-- start --

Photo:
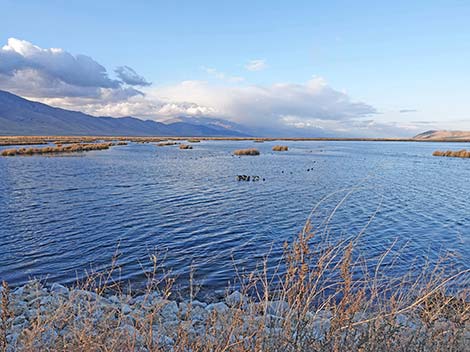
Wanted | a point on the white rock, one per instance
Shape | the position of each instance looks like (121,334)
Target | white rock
(169,311)
(126,309)
(219,307)
(278,307)
(236,299)
(58,288)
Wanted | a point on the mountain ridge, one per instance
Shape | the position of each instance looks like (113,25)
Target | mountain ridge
(20,116)
(446,135)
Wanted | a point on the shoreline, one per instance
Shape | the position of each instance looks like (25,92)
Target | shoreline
(152,322)
(38,140)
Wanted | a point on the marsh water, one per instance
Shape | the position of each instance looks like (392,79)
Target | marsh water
(61,216)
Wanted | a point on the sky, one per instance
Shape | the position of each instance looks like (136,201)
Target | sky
(345,68)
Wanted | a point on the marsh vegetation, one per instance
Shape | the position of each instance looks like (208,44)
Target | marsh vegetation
(280,148)
(454,154)
(186,146)
(58,149)
(249,151)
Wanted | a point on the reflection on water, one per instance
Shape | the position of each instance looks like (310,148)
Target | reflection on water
(62,215)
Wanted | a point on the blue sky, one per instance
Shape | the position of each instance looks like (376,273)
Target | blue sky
(389,56)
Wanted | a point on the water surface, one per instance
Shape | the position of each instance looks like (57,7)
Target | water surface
(61,215)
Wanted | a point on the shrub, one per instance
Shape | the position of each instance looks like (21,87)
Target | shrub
(71,148)
(455,154)
(250,151)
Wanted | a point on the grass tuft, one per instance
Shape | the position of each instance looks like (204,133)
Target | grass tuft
(455,154)
(280,148)
(186,146)
(250,151)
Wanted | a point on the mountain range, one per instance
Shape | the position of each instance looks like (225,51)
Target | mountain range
(444,135)
(22,117)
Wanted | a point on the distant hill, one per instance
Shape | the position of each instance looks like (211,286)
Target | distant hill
(444,135)
(19,116)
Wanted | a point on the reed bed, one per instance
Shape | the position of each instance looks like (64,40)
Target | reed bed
(250,151)
(280,148)
(185,146)
(454,154)
(34,140)
(165,144)
(58,149)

-- end --

Required task ->
Rewrite the listing above, beginning at the line that contains "Wanted | a point on the water" and continuing through the end of the listing, with every "shrub" replaced by "bush" and everything else left unchanged.

Response to the task ->
Wanted | a point on the water surface, one per instance
Shape | the position of each instance looks like (57,7)
Target | water surface
(61,215)
Wanted | a point on the bush, one per instance
Shape | the position of each instance looks like (21,87)
Target | bush
(71,148)
(455,154)
(250,151)
Wanted | a point on the grass tuft, one per instance
Shape | the position of each instance looks like (204,133)
Target | grass tuft
(455,154)
(280,148)
(186,146)
(250,151)
Wanted | a point on the mountain range, one per instance
Shape | the position of each instance looks like (225,51)
Target | mountain range
(444,135)
(22,117)
Wanted | a point on the distant hill, one per instance
Shape | the position of each instance looks like (211,286)
Target | distant hill
(444,135)
(19,116)
Wanted | a point on the reed bed, one per instance
Shape | the position of each instance looks like (64,40)
Target | reed bed
(250,151)
(280,148)
(185,146)
(454,154)
(34,140)
(165,144)
(58,149)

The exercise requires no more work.